**What the exercise asks:** Report, copied in full, every line in the rows below that contains the word "small". Letter case counts.

[Extracted data entries]
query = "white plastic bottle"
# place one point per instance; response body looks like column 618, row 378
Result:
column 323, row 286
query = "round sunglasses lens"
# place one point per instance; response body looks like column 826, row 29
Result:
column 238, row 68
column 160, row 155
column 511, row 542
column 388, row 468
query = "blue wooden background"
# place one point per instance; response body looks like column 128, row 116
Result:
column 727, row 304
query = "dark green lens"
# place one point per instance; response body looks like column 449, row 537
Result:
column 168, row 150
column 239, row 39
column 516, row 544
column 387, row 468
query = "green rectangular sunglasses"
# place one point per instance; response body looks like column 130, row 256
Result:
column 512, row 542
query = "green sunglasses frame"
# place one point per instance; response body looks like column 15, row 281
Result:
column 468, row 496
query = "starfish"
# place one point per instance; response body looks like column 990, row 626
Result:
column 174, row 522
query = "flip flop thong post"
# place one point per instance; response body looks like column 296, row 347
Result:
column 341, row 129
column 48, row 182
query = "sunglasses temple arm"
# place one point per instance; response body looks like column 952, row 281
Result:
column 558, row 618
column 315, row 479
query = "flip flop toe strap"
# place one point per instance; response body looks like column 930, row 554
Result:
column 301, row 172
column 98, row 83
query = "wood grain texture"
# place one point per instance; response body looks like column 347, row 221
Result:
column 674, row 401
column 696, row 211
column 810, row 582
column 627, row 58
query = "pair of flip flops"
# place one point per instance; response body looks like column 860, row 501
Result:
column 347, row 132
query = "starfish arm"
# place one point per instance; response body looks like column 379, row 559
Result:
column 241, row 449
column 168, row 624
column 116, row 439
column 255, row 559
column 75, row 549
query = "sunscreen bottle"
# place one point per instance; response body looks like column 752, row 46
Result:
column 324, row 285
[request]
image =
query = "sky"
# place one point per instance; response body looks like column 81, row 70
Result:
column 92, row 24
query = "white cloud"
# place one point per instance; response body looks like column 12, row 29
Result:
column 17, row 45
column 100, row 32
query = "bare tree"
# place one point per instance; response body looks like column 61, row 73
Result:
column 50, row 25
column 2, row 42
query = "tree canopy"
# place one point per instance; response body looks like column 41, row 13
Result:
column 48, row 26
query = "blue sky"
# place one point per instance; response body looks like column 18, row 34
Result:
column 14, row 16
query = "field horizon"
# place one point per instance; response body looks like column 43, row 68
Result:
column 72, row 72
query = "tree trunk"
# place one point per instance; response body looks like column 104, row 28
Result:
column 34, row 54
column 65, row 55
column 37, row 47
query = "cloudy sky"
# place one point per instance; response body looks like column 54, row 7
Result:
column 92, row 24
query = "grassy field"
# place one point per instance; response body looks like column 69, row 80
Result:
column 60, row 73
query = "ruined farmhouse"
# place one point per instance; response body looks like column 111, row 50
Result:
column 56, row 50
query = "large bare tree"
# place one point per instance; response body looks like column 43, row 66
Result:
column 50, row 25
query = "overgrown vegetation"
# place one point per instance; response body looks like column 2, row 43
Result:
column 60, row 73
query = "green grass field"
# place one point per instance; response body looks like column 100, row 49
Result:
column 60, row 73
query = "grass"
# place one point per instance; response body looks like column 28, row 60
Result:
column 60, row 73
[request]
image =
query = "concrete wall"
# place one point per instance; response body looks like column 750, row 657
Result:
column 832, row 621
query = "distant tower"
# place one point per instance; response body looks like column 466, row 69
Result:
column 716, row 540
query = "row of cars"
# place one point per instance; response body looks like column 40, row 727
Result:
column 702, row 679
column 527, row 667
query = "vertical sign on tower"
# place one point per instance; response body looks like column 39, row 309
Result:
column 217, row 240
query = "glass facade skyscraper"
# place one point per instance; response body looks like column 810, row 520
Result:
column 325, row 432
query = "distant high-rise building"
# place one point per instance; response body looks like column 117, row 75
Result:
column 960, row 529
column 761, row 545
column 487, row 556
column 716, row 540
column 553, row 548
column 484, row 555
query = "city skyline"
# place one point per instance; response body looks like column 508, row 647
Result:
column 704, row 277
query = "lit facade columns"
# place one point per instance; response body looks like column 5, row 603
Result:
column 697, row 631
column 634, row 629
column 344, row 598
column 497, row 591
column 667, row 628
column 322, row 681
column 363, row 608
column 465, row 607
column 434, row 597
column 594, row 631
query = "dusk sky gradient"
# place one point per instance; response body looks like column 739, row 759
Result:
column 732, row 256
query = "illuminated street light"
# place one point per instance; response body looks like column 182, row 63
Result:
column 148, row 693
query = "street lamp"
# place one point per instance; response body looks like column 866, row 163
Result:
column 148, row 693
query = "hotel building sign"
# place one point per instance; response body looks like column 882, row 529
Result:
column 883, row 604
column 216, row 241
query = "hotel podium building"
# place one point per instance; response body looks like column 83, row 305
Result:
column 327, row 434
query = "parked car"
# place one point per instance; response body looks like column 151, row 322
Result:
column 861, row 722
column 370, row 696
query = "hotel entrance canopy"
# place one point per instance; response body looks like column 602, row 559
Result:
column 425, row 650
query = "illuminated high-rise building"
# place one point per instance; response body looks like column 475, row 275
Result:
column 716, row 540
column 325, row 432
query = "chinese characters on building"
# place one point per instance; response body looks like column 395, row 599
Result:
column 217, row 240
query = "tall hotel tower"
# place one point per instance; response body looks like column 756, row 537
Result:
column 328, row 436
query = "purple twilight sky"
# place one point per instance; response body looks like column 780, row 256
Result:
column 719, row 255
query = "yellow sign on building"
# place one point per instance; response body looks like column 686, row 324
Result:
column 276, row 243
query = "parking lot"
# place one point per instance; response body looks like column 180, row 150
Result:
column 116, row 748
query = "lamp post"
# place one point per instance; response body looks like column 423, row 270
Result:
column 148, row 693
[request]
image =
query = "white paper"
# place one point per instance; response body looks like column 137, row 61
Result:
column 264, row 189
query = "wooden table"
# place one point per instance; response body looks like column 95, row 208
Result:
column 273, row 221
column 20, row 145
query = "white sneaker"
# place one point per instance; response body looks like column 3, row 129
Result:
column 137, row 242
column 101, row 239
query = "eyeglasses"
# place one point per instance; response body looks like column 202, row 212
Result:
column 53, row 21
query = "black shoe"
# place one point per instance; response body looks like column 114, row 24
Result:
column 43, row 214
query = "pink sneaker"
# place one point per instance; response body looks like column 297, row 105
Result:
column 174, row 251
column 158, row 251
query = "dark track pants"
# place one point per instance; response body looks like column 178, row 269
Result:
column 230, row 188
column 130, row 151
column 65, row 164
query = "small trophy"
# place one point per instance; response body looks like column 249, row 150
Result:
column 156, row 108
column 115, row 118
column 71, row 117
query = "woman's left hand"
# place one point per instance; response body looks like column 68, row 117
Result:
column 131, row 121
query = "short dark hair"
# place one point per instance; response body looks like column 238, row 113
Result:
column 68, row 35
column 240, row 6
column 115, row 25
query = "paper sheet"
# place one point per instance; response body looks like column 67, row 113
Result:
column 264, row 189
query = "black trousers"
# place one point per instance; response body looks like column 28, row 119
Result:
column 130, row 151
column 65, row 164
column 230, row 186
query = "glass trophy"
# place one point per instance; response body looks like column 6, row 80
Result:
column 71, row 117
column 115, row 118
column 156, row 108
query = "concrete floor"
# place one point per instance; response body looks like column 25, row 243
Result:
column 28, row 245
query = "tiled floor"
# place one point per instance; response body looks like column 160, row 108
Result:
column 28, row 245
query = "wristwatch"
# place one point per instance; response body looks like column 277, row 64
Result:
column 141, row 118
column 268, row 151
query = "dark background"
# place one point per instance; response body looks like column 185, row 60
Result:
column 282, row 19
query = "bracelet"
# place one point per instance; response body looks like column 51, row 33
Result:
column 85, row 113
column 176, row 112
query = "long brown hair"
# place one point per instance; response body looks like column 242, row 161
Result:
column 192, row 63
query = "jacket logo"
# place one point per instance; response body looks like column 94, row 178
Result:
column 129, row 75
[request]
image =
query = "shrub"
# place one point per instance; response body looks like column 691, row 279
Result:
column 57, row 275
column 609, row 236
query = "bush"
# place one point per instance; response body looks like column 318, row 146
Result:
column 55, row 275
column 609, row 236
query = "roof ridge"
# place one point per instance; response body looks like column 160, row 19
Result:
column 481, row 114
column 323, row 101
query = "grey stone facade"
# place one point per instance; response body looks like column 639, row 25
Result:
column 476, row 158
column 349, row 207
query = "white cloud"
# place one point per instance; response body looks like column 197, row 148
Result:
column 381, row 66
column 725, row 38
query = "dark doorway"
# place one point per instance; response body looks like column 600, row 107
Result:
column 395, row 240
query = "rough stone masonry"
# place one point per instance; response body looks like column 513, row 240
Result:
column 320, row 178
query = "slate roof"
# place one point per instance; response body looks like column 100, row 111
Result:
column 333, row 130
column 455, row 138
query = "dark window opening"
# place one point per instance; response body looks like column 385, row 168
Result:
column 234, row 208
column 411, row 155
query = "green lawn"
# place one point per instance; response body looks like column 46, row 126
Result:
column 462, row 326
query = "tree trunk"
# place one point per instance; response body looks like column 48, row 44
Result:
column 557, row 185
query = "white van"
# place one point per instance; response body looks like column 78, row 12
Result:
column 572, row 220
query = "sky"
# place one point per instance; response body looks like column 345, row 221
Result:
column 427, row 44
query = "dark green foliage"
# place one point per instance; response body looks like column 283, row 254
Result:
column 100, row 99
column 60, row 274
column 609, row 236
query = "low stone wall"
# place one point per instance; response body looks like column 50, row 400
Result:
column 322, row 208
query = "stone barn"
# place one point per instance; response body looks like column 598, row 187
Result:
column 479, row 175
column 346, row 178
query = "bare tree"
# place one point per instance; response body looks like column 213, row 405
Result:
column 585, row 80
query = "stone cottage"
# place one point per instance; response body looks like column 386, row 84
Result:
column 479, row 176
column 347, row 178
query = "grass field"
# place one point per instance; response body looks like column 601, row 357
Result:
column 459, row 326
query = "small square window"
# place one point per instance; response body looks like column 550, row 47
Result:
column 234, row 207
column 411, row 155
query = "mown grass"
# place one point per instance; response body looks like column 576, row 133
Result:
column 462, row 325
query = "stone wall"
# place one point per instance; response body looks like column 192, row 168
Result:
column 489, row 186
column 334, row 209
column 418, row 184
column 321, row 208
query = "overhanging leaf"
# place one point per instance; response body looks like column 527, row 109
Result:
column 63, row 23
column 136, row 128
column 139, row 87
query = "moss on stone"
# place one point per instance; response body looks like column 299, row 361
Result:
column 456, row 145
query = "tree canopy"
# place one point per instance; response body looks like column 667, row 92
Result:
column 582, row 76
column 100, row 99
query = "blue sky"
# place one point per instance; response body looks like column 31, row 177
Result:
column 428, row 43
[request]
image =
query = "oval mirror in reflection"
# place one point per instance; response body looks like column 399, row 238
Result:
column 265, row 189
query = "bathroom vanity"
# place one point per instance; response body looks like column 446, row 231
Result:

**Full solution:**
query = "small trophy"
query = "small square window"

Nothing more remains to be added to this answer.